"Die Theaterrettung darf nicht auf Kosten der Kreise und Kommunen gehen"

Wie geht es weiter mit dem Theater Trier in Zeiten klammer öffentlicher Kassen? Die Diskussion läuft. Der TV hat zehn Gastautoren gebeten, ihre Ideen und Vorschläge zur Zukunft des Hauses zu notieren. Heute: Joachim Streit.

 Joachim Streit. TV-Foto: Archiv/Klaus Kimmling

Joachim Streit. TV-Foto: Archiv/Klaus Kimmling

In Kleists "Zerbrochenem Krug" spricht der Dorfrichter Adam zum inspizierenden Gerichtsrat Walter: "Die Welt, sagt unser Sprichwort, wird stets klüger, und alles liest, ich weiß, den Pufendorf." Samuel Pufendorf hatte 1667 unter dem Pseudonym Severinus de Monzambano einen fingierten Reisebericht mit dem Titel "De statu imperii Germanici" verfasst und das Reich gekennzeichnet "irregulare aliquod corpus et monstrum simile", also ein unregelmäßiger Körper und einem Ungeheuer gleich.
Die Frage ist dann heute auch nicht nur, wie das Theater Trier finanziert werden kann, sondern: In welcher Verfassung ist unser Staat? Der Staat krankt an seinem Rumpf und seinen Gliedern, er ist ein Monstrum, das sich selbst nicht mehr im Griff hat.
····················
Bitte setzen Sie den obigen Meinungsbeitrag zur Zukunft des Theaters Trier nach seinem letzten Satz fort.

(In einem Datensatz aufgeführte Zeilen)
····················
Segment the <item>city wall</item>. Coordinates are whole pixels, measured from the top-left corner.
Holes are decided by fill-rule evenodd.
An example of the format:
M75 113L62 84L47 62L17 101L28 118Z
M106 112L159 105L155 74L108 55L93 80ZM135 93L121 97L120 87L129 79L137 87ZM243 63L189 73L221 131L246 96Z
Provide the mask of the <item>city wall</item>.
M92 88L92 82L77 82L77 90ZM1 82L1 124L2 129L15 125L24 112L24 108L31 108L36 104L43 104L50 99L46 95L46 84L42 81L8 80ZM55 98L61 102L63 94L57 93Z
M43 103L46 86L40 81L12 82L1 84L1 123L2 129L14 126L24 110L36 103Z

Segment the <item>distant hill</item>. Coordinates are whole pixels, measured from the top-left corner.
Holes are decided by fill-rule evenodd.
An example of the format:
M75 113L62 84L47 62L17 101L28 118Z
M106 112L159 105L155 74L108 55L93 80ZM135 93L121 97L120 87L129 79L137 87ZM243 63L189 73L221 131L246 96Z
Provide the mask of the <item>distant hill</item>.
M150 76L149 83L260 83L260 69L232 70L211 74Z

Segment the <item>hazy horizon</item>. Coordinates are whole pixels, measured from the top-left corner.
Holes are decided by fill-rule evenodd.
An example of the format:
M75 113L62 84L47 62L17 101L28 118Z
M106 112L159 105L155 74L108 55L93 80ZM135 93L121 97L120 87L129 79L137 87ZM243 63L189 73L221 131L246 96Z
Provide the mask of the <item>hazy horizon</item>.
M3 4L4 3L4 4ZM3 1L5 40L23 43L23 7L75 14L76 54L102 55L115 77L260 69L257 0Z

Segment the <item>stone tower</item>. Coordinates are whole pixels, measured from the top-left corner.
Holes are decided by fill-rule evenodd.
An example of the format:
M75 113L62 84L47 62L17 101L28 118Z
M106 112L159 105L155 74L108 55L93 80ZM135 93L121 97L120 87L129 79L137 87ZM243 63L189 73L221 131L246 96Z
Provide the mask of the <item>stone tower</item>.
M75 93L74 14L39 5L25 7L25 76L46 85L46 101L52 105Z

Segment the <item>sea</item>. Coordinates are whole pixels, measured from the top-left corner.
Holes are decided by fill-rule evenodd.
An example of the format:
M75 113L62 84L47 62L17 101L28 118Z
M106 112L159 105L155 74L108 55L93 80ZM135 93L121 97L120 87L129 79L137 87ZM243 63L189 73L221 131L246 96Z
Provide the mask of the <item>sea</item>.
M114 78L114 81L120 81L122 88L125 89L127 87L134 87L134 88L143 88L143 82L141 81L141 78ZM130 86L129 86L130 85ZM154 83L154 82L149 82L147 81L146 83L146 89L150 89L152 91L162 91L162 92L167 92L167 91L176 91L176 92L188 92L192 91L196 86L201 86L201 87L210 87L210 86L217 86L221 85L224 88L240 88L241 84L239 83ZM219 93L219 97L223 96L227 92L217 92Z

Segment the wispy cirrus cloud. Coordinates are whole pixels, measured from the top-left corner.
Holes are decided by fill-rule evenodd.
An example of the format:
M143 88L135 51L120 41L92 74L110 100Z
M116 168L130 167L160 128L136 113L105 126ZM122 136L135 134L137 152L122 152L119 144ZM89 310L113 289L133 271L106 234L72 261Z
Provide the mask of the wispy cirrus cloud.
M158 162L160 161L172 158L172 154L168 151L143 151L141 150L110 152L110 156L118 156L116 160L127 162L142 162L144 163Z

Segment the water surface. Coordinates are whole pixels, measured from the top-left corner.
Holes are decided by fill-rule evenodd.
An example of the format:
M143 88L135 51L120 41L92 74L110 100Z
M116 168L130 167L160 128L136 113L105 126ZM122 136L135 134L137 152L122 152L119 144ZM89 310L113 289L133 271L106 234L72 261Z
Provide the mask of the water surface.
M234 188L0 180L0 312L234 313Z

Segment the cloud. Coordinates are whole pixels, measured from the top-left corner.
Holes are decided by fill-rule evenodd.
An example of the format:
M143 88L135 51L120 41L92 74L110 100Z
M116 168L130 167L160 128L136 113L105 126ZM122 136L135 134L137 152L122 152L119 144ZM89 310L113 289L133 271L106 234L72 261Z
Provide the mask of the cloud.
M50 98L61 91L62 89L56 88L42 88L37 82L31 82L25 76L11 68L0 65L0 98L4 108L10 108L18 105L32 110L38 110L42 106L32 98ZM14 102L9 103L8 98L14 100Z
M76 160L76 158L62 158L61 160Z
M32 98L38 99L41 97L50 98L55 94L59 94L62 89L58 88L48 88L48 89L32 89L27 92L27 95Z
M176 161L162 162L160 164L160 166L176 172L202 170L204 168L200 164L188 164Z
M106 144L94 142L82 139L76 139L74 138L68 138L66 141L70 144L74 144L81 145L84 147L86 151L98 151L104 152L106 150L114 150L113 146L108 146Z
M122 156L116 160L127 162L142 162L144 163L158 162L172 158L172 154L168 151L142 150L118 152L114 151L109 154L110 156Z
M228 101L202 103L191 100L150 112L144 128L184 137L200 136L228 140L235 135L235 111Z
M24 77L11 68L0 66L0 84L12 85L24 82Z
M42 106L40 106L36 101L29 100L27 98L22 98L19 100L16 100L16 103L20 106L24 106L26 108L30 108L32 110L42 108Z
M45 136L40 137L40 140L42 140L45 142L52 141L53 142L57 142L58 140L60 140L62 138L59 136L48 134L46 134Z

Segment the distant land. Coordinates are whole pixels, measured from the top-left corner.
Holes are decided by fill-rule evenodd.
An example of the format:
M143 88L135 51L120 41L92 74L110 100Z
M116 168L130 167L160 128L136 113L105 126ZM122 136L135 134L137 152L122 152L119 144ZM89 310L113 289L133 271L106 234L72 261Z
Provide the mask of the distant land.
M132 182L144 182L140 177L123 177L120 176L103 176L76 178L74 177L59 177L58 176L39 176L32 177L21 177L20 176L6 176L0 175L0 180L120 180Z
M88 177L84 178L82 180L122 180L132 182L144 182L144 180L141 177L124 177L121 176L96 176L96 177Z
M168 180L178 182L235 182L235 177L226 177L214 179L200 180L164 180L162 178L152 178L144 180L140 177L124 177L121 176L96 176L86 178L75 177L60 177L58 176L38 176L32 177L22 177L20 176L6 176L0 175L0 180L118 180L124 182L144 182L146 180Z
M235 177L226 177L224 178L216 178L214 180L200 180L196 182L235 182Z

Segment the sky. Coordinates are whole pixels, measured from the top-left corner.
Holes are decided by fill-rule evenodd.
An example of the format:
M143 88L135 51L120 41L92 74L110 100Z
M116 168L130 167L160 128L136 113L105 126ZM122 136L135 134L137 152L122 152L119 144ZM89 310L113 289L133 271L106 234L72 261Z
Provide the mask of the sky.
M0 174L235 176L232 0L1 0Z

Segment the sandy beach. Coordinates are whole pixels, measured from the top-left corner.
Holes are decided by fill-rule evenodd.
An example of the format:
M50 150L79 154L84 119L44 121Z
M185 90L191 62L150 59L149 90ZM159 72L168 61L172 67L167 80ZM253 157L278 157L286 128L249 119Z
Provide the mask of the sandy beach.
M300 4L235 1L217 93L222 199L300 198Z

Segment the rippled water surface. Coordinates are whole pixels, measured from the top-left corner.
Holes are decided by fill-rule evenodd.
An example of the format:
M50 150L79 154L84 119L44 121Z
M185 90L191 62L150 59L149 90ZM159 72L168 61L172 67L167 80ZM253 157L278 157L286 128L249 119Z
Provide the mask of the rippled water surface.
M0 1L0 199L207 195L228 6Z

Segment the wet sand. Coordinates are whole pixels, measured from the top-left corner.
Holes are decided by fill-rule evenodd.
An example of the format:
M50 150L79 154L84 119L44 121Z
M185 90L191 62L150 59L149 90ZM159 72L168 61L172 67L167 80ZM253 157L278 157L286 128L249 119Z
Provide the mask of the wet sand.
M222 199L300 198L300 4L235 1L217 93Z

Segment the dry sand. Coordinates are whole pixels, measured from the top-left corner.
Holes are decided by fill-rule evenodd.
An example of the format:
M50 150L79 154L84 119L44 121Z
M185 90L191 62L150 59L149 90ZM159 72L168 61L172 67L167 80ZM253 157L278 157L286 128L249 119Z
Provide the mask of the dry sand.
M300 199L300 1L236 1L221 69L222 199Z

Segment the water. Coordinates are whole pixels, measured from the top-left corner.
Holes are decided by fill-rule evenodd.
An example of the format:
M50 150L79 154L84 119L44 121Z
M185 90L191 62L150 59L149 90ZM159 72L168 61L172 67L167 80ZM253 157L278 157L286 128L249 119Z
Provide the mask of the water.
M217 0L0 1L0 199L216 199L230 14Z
····················
Antwort folgt:
Bevor wir über kulturpolitische Ziele eines Oberzentrums sprechen, müssen wir Rechenschaft ablegen über die Verfasstheit unseres Staates. Es gab, von der Agenda 2010 abgesehen, keine weittragende Neuordnung der wesentlichen Bereiche: keine Neugliederung der Bundesländer, keinen großen Wurf der Föderalismuskommission, keinen geordneten Ausgleich zwischen den Bundesländern, geschweige denn innerhalb von Rheinland-Pfalz. Wir hinken der Zeit hinterher und es wird nicht regiert.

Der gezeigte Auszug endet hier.